# [STATED EXERCISE 1]
Return the passage of the Canary Islands weather article from "What is expected" up to and including "main beach resorts.", copied word for word.
***** EXCERPT PROVIDED
The Canary Islands are set for a sharp change in conditions on Monday 29 June, with Spanish weather agency AEMET activating yellow warnings linked to high temperatures, strong trade winds, rougher seas and the return of calima. For visitors already in the islands, and for those arriving at the start of the week, the message is not to cancel travel but to plan the day more carefully.
The episode is expected to affect the islands unevenly. Gran Canaria is forecast to see the highest temperatures, with inland and southern areas at risk of reaching around 37C. La Gomera faces the strongest wind warning, with gusts expected to reach up to 90 kilometres per hour in exposed low-lying areas in the west and south-east. Lanzarote and La Graciosa are also under a wind warning from the early hours of Monday, while Tenerife and El Hierro face coastal warnings later in the day as north-easterly winds strengthen over exposed waters and inter-island channels.
Calima, the dust-laden air that can move across the archipelago from the Sahara, is also expected to return from the east. The first impact is likely to be felt in higher areas of the eastern islands during the second half of Monday, with weaker extension towards the western islands late in the day. For most holidaymakers, that means hazier views, drier air and a need to take extra care with sun exposure, hydration and respiratory comfort rather than a direct travel disruption.
Yellow weather warnings are common in the Canary Islands and do not mean that resorts, beaches, airports or attractions are closed. They do, however, indicate that conditions may be uncomfortable or locally risky, especially for people planning long beach days, coastal walks, boat trips, mountain viewpoints, cycling routes, hikes or self-drive excursions through exposed areas. Monday's combination of heat, wind, rougher seas and dust makes this a classic Canary Islands planning story: the islands remain open, but the best itinerary may be the one that avoids the hottest hours and the most exposed places.
What is expected on Monday 29 June
The main weather concern for many visitors will be the contrast between resort-level comfort and inland heat. Coastal hotels may still feel manageable in the breeze, particularly in the north of some islands, but inland viewpoints, valleys, dry southern slopes and highland roads can feel very different. In Gran Canaria, the highest temperatures are expected around the south-east, south and west mid-altitudes, as well as the Tejeda basin. These are areas often used for scenic drives, rural restaurants, viewpoints, hiking starts and excursions away from the main beach resorts.
That distinction matters because a holidaymaker leaving a hotel in Maspalomas, Playa del Ingles, Puerto Rico or Las Palmas may not immediately sense how hot the interior could become later in the day. A short drive towards the centre of Gran Canaria can take visitors into drier and hotter terrain where shade is limited, walking distances feel longer, and parked cars heat quickly. The forecast does not make those places off-limits, but it does make early starts, water, sun protection and realistic route planning much more important.
**********
# [STATED EXERCISE 2]
Retype the listing from its start up to and including the line with "[(35, 114), (72, 129), (56, 74), (57, 94)]". Leave the pictures out.
***** RECORDS TO USE
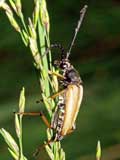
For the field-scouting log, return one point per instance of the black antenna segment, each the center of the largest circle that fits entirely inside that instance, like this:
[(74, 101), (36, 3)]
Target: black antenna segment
[(82, 14)]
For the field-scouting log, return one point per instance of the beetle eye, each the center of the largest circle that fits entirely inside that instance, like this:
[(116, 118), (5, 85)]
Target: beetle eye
[(64, 65)]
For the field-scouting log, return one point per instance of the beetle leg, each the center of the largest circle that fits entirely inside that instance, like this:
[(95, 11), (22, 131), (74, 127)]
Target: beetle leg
[(35, 114), (72, 129), (56, 74), (57, 94)]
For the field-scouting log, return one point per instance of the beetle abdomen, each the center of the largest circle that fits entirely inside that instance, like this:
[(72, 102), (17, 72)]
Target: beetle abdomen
[(74, 95)]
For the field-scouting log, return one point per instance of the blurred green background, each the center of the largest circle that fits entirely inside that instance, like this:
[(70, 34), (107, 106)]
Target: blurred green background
[(95, 55)]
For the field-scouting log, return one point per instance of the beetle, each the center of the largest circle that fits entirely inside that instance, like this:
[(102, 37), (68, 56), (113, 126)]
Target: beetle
[(70, 98)]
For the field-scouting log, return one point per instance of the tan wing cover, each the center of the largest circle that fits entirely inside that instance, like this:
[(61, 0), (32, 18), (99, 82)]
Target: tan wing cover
[(74, 95)]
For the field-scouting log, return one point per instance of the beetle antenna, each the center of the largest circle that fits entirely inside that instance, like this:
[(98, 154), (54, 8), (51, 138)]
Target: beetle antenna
[(59, 46), (82, 14)]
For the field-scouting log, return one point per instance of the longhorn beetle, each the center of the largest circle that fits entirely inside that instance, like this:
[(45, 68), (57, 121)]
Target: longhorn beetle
[(69, 99)]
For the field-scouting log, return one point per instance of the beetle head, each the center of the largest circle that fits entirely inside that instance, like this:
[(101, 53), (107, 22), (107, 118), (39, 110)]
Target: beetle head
[(63, 64)]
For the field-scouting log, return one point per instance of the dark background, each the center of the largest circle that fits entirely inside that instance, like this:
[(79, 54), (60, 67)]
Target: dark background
[(96, 55)]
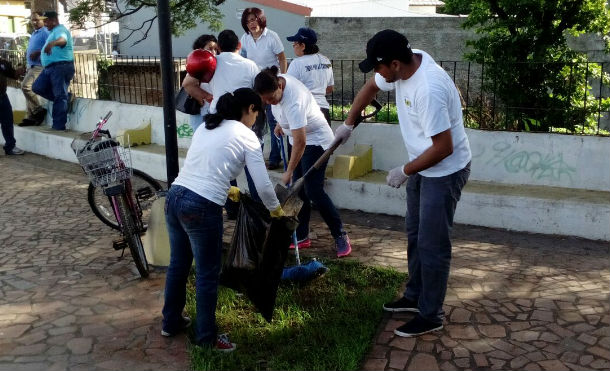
**********
# [PROBLEM SOLUTION 1]
What is expected on Monday 29 June
The main weather concern for many visitors will be the contrast between resort-level comfort and inland heat. Coastal hotels may still feel manageable in the breeze, particularly in the north of some islands, but inland viewpoints, valleys, dry southern slopes and highland roads can feel very different. In Gran Canaria, the highest temperatures are expected around the south-east, south and west mid-altitudes, as well as the Tejeda basin. These are areas often used for scenic drives, rural restaurants, viewpoints, hiking starts and excursions away from the main beach resorts.

# [PROBLEM SOLUTION 2]
For the field-scouting log, return one point per instance of the black antenna segment, each the center of the largest circle that fits entirely inside that instance, like this:
[(74, 101), (36, 3)]
Target: black antenna segment
[(82, 14)]
For the field-scouting log, return one point per instance of the beetle eye, each the center of the largest circle that fits entirely inside that instance, like this:
[(116, 118), (5, 85)]
Target: beetle eye
[(64, 65)]
For the field-scouting log, return one point per instance of the beetle leg, each the center of the largest circle that fits entirely inside that instance, like this:
[(95, 11), (22, 131), (74, 127)]
Target: beetle leg
[(35, 114), (72, 129), (56, 74), (57, 94)]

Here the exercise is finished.